Dataset entries:

• • • •

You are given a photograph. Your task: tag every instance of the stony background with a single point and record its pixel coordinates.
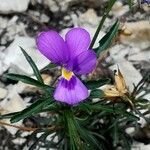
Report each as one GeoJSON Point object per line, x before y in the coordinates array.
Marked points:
{"type": "Point", "coordinates": [22, 20]}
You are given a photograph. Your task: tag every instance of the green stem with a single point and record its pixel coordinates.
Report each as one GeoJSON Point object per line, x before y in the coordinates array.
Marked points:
{"type": "Point", "coordinates": [75, 142]}
{"type": "Point", "coordinates": [110, 5]}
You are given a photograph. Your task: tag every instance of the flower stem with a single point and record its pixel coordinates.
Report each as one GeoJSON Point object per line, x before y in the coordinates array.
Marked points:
{"type": "Point", "coordinates": [110, 5]}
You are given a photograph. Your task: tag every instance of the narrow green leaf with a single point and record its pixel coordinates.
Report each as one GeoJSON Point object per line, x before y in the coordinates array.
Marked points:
{"type": "Point", "coordinates": [96, 93]}
{"type": "Point", "coordinates": [28, 80]}
{"type": "Point", "coordinates": [130, 3]}
{"type": "Point", "coordinates": [7, 116]}
{"type": "Point", "coordinates": [105, 42]}
{"type": "Point", "coordinates": [33, 65]}
{"type": "Point", "coordinates": [110, 5]}
{"type": "Point", "coordinates": [97, 84]}
{"type": "Point", "coordinates": [32, 109]}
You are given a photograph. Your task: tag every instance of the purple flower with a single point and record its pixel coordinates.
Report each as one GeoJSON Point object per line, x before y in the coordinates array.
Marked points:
{"type": "Point", "coordinates": [75, 57]}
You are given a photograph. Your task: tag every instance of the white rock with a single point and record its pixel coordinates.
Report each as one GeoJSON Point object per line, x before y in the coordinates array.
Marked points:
{"type": "Point", "coordinates": [9, 6]}
{"type": "Point", "coordinates": [55, 5]}
{"type": "Point", "coordinates": [3, 93]}
{"type": "Point", "coordinates": [142, 56]}
{"type": "Point", "coordinates": [140, 34]}
{"type": "Point", "coordinates": [130, 73]}
{"type": "Point", "coordinates": [118, 9]}
{"type": "Point", "coordinates": [15, 59]}
{"type": "Point", "coordinates": [15, 104]}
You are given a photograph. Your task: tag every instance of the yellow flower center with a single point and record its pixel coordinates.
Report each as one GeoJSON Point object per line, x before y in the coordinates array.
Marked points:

• • • •

TASK TO COMPLETE: Print the data above exactly, minus pictures.

THE COMPLETED TASK:
You are given a photograph. Your task: tag every instance of the stony background with a single point and record its pixel coordinates.
Report each as one GeoJSON Point object per line, x before y in the coordinates array.
Marked points:
{"type": "Point", "coordinates": [22, 20]}
You are given a photograph. Your task: tag every instance of the green stem with a single point and record its pixel coordinates.
Report each as one GeoJSON Point object per line, x before y in the coordinates array.
Marked points:
{"type": "Point", "coordinates": [75, 142]}
{"type": "Point", "coordinates": [110, 5]}
You are given a photograph. Your task: tag every instance of the flower stem with a single point and record its pixel coordinates.
Report each as one GeoJSON Point object per line, x before y in the coordinates array.
Marked points:
{"type": "Point", "coordinates": [110, 5]}
You are given a photograph. Your task: tag every instance of the narrow green leaf with a single point and record its pixel coordinates.
Report each as one GeoJSON Point object per line, x before y in the coordinates array.
Marked points:
{"type": "Point", "coordinates": [96, 93]}
{"type": "Point", "coordinates": [28, 80]}
{"type": "Point", "coordinates": [130, 3]}
{"type": "Point", "coordinates": [7, 116]}
{"type": "Point", "coordinates": [105, 42]}
{"type": "Point", "coordinates": [33, 65]}
{"type": "Point", "coordinates": [110, 5]}
{"type": "Point", "coordinates": [97, 84]}
{"type": "Point", "coordinates": [32, 109]}
You are given a photograph. Your task: tag every instance of the purple flower with a single point and record its pixel coordinates.
Report each as one GeoJSON Point object per line, x before y in the coordinates array.
Marked points:
{"type": "Point", "coordinates": [75, 57]}
You are given a photograph. Your task: tag every instance of the white rock with a single point and record its pixel coordinates.
Report each as one GeoJSON Point object per line, x before y in the coordinates array.
Marked points:
{"type": "Point", "coordinates": [9, 6]}
{"type": "Point", "coordinates": [55, 5]}
{"type": "Point", "coordinates": [3, 93]}
{"type": "Point", "coordinates": [142, 56]}
{"type": "Point", "coordinates": [140, 34]}
{"type": "Point", "coordinates": [130, 73]}
{"type": "Point", "coordinates": [118, 9]}
{"type": "Point", "coordinates": [15, 59]}
{"type": "Point", "coordinates": [15, 104]}
You are given a photograph. Your task: tag every instance of the yellow flower center with a single point and record its pixel coordinates.
Report each as one GeoJSON Point object per line, x before y in the coordinates array.
Marked points:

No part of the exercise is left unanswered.